------ EXCERPT ------
Are millennials paying too much for digital advice?

As robo advice platforms pitch themselves as democratizing forces in wealth advice, an industry insider questions whether novice investors understand what they are getting for their money.

The biggest independent digital-only platforms such as Betterment and Wealthfront cost clients less than 40 basis points when management and fund fees are tallied; even the hybrid offerings from Vanguard and Schwab end up costing less than 70 basis points.

But some popular savings apps targeting millennials are charging total fees well in excess of those figures, according to Cambria Investments Chief Investing Officer Meb Faber, who published a report of his findings online.

“Millennials love these investing apps but they must be terrible at math,” Faber says. “These are great businesses but they are kind of predatory because the accounts are, on average, $100 to $200. A dollar-a-month fee is a lot for a $20 account. It’s a fun app with a great user interface but the math doesn't really work out.”
------ SUPPLIED RECORDS ------
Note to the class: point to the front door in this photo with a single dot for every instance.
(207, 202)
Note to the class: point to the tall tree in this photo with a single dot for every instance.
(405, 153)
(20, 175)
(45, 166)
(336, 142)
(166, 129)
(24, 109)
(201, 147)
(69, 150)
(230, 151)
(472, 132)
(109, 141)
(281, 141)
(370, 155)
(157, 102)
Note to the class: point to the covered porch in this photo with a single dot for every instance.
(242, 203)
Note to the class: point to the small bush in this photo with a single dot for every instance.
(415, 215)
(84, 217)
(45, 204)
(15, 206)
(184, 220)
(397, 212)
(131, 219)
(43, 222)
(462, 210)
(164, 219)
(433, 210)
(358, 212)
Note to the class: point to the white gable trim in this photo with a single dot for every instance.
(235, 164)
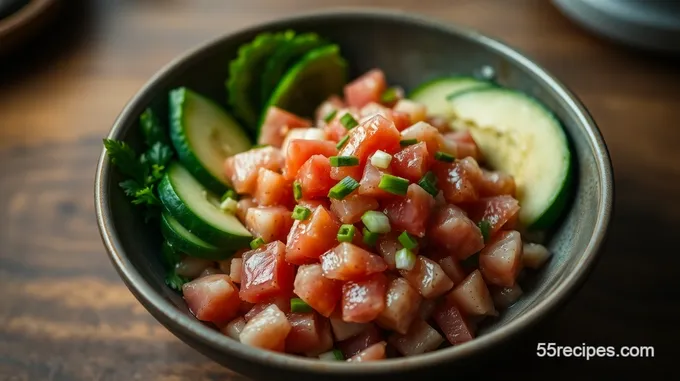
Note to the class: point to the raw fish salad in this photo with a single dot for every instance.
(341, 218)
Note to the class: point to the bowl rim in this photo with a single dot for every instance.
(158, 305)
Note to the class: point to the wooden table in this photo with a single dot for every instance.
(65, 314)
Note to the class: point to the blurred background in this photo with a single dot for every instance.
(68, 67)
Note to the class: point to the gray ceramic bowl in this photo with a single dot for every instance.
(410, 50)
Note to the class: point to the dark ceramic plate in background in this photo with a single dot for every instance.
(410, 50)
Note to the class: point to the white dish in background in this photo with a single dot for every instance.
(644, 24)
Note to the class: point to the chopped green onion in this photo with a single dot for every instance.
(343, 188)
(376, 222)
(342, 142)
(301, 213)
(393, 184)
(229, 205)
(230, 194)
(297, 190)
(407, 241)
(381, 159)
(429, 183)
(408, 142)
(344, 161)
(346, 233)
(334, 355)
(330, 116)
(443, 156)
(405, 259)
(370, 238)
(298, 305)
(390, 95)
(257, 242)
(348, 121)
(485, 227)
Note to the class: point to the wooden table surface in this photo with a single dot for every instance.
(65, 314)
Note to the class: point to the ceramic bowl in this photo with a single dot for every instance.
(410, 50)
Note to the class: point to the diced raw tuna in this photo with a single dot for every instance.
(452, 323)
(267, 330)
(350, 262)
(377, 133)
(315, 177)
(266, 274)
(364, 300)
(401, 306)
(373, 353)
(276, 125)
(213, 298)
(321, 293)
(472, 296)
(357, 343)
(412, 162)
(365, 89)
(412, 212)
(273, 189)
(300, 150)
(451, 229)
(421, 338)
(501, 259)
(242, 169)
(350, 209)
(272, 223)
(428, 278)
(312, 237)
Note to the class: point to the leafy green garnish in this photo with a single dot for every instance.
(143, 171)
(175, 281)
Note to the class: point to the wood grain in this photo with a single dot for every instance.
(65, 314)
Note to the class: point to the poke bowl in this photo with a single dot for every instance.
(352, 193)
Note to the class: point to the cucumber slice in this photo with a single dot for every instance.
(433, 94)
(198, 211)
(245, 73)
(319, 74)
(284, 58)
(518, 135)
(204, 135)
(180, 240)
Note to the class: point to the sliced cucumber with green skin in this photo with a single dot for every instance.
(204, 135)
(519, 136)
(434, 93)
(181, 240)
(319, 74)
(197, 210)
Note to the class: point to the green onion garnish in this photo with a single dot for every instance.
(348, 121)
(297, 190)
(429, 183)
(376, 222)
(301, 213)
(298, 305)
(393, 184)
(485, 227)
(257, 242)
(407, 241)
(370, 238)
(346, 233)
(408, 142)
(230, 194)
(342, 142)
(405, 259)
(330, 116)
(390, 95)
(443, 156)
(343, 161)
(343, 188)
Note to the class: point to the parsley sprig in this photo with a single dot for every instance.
------
◆ **WHAT IS ASKED**
1) How would you translate this sentence from the article on digital advice into Spanish: "A dollar-a-month fee is a lot for a $20 account."?
2) Can you repeat the article on digital advice word for word, from "The biggest independent" up to and including "70 basis points."?
3) Do these statements agree with the article on digital advice? Answer yes or no for each, quoting the words that decide it. (a) Betterment and Wealthfront cost clients less than 40 basis points in total fees. (b) Faber's findings appeared in a printed report. (c) The accounts on these apps average $100 to $200.
The listing comes from a separate source, unrelated to the article.

◆ **ANSWERS TO EACH TASK**
1) Una comisión de un dólar al mes es mucho para una cuenta de 20 dólares.

2)
The biggest independent digital-only platforms such as Betterment and Wealthfront cost clients less than 40 basis points when management and fund fees are tallied; even the hybrid offerings from Vanguard and Schwab end up costing less than 70 basis points.

3)
(a) Yes: "such as Betterment and Wealthfront cost clients less than 40 basis points when management and fund fees are tallied"
(b) No: "who published a report of his findings online"
(c) Yes: "the accounts are, on average, $100 to $200"